-- Begin Extracted data --
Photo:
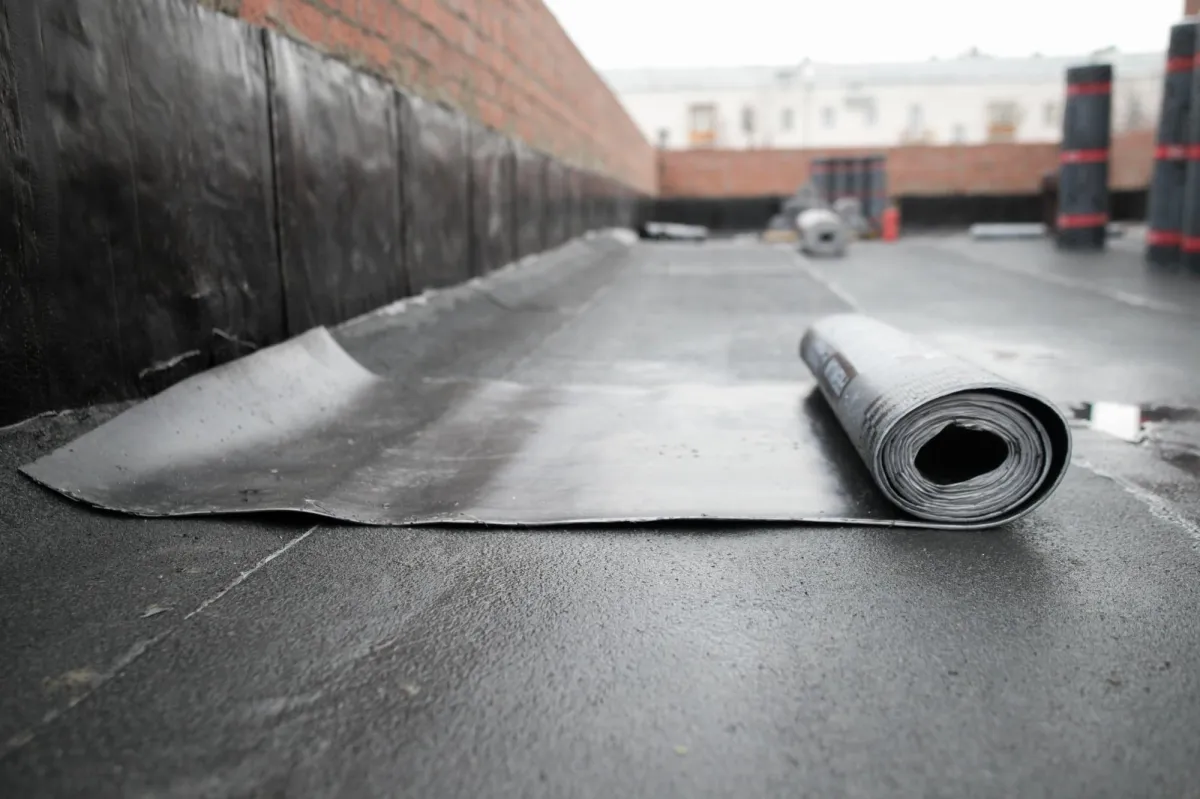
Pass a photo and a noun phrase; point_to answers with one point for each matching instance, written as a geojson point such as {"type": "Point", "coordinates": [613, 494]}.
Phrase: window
{"type": "Point", "coordinates": [1135, 114]}
{"type": "Point", "coordinates": [702, 125]}
{"type": "Point", "coordinates": [916, 119]}
{"type": "Point", "coordinates": [748, 120]}
{"type": "Point", "coordinates": [1003, 118]}
{"type": "Point", "coordinates": [865, 106]}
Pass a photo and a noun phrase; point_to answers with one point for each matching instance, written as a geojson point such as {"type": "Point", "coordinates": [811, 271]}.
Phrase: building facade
{"type": "Point", "coordinates": [971, 100]}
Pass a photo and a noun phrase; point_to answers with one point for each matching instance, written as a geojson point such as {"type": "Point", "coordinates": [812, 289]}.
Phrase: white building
{"type": "Point", "coordinates": [970, 100]}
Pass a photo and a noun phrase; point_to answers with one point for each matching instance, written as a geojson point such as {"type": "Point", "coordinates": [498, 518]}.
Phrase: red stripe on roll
{"type": "Point", "coordinates": [1180, 64]}
{"type": "Point", "coordinates": [1068, 221]}
{"type": "Point", "coordinates": [1075, 89]}
{"type": "Point", "coordinates": [1084, 156]}
{"type": "Point", "coordinates": [1171, 152]}
{"type": "Point", "coordinates": [1164, 238]}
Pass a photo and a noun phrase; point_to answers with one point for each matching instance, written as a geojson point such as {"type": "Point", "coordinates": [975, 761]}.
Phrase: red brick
{"type": "Point", "coordinates": [305, 20]}
{"type": "Point", "coordinates": [258, 11]}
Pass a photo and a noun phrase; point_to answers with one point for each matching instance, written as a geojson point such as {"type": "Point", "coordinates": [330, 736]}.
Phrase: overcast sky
{"type": "Point", "coordinates": [617, 34]}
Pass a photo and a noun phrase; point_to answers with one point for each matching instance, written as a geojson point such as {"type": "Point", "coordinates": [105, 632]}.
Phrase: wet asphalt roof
{"type": "Point", "coordinates": [271, 656]}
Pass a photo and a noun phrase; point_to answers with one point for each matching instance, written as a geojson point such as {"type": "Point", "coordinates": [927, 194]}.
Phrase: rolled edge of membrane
{"type": "Point", "coordinates": [1055, 455]}
{"type": "Point", "coordinates": [894, 392]}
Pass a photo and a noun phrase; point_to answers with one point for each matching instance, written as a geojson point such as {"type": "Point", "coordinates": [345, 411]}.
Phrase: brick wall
{"type": "Point", "coordinates": [979, 169]}
{"type": "Point", "coordinates": [507, 62]}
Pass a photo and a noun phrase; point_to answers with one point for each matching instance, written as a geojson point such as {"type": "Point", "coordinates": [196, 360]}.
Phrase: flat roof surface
{"type": "Point", "coordinates": [279, 655]}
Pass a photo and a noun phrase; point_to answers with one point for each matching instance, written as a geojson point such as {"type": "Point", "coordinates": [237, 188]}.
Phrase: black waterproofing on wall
{"type": "Point", "coordinates": [141, 246]}
{"type": "Point", "coordinates": [179, 188]}
{"type": "Point", "coordinates": [493, 204]}
{"type": "Point", "coordinates": [531, 198]}
{"type": "Point", "coordinates": [339, 210]}
{"type": "Point", "coordinates": [437, 193]}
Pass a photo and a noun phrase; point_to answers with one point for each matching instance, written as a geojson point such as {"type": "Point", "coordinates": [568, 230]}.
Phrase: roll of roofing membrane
{"type": "Point", "coordinates": [822, 232]}
{"type": "Point", "coordinates": [945, 440]}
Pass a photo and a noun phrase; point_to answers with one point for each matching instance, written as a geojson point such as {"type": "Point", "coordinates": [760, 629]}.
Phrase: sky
{"type": "Point", "coordinates": [629, 34]}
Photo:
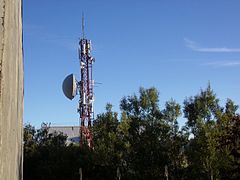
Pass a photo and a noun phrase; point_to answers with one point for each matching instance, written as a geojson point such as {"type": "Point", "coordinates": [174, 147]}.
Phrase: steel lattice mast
{"type": "Point", "coordinates": [86, 90]}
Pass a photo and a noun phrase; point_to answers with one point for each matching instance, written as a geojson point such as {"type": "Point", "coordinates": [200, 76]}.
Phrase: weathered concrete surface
{"type": "Point", "coordinates": [11, 89]}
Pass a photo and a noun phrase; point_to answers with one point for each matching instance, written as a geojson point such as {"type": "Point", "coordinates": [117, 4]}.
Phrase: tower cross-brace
{"type": "Point", "coordinates": [86, 91]}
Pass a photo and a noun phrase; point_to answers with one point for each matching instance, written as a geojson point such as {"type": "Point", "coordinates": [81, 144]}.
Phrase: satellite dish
{"type": "Point", "coordinates": [69, 86]}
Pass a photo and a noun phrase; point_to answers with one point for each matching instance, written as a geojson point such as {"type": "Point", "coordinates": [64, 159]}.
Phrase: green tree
{"type": "Point", "coordinates": [201, 112]}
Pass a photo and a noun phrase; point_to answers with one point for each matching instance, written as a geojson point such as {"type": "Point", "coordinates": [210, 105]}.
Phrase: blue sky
{"type": "Point", "coordinates": [175, 46]}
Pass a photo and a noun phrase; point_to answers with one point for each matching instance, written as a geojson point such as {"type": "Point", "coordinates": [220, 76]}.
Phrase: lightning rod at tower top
{"type": "Point", "coordinates": [84, 88]}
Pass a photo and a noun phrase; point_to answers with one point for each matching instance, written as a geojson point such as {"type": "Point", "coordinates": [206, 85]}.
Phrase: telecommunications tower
{"type": "Point", "coordinates": [84, 88]}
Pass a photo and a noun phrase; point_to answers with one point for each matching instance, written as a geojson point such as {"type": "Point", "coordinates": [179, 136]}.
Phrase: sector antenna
{"type": "Point", "coordinates": [71, 87]}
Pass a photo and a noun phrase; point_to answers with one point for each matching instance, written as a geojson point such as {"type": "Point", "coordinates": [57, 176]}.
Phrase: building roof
{"type": "Point", "coordinates": [72, 132]}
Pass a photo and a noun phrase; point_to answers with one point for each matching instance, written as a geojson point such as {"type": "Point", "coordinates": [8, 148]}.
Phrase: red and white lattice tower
{"type": "Point", "coordinates": [86, 91]}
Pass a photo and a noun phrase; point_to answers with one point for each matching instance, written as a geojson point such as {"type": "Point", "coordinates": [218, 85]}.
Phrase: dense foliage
{"type": "Point", "coordinates": [144, 142]}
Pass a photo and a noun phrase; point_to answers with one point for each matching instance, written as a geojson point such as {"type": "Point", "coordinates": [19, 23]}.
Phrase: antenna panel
{"type": "Point", "coordinates": [69, 86]}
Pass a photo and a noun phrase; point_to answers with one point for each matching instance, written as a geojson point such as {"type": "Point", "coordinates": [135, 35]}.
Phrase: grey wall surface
{"type": "Point", "coordinates": [11, 90]}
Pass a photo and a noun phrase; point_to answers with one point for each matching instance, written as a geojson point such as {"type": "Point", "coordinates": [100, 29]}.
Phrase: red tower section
{"type": "Point", "coordinates": [86, 92]}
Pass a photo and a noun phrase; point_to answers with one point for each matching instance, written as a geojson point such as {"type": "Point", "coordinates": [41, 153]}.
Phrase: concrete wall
{"type": "Point", "coordinates": [11, 89]}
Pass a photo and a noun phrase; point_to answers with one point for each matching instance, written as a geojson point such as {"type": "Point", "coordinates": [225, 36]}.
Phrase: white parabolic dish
{"type": "Point", "coordinates": [69, 86]}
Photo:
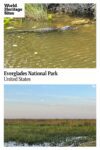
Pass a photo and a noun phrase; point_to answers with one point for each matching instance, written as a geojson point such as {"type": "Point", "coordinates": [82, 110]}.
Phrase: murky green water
{"type": "Point", "coordinates": [68, 49]}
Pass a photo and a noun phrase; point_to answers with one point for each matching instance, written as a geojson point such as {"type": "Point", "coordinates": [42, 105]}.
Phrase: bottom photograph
{"type": "Point", "coordinates": [49, 115]}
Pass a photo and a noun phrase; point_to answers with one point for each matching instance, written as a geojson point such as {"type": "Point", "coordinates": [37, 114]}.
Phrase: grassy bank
{"type": "Point", "coordinates": [53, 132]}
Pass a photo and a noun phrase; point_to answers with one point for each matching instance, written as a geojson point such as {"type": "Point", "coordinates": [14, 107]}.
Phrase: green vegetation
{"type": "Point", "coordinates": [36, 12]}
{"type": "Point", "coordinates": [54, 132]}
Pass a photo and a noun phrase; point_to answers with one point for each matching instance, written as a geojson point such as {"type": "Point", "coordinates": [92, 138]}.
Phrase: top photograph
{"type": "Point", "coordinates": [51, 35]}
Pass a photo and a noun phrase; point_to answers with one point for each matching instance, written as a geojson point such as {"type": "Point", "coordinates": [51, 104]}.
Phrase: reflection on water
{"type": "Point", "coordinates": [69, 49]}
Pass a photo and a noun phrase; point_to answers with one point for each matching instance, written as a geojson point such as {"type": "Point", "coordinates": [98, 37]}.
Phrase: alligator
{"type": "Point", "coordinates": [43, 30]}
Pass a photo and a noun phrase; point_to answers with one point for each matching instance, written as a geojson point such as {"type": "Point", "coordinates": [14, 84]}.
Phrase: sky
{"type": "Point", "coordinates": [50, 101]}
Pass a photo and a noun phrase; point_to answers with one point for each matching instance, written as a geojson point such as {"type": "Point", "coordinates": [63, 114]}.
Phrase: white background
{"type": "Point", "coordinates": [66, 76]}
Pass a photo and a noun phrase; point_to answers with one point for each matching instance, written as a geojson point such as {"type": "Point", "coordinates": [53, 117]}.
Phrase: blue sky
{"type": "Point", "coordinates": [50, 101]}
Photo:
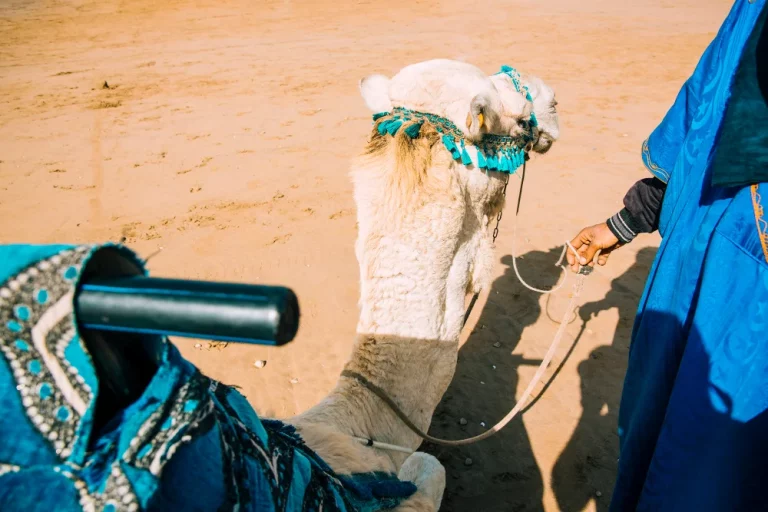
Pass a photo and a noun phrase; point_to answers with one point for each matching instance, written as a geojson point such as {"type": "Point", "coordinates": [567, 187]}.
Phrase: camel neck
{"type": "Point", "coordinates": [413, 373]}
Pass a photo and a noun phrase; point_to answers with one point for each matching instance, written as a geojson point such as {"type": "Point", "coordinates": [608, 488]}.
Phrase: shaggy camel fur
{"type": "Point", "coordinates": [422, 245]}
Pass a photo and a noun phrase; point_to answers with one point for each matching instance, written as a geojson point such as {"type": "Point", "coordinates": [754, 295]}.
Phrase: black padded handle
{"type": "Point", "coordinates": [264, 315]}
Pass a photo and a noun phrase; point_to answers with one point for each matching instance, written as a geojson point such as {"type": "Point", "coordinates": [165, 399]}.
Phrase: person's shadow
{"type": "Point", "coordinates": [586, 469]}
{"type": "Point", "coordinates": [503, 474]}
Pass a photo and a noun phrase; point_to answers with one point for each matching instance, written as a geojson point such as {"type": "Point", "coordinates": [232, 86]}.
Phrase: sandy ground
{"type": "Point", "coordinates": [225, 135]}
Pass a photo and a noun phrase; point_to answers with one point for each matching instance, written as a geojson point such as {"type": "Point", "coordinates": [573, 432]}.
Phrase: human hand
{"type": "Point", "coordinates": [588, 242]}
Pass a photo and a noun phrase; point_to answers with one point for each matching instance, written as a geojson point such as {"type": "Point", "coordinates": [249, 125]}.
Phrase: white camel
{"type": "Point", "coordinates": [422, 246]}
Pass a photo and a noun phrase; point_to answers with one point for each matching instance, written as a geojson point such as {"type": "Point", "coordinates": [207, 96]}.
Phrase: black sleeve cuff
{"type": "Point", "coordinates": [623, 226]}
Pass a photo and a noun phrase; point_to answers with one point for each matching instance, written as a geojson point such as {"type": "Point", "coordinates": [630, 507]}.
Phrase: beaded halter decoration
{"type": "Point", "coordinates": [493, 152]}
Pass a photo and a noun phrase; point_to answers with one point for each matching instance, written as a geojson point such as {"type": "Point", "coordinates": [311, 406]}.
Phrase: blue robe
{"type": "Point", "coordinates": [693, 421]}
-- End Extracted data --
### Instructions to follow
List every line of the material above that contains the word "camel".

### Solution to the exercise
Phrase: camel neck
Phrase: shaggy camel fur
Phrase: white camel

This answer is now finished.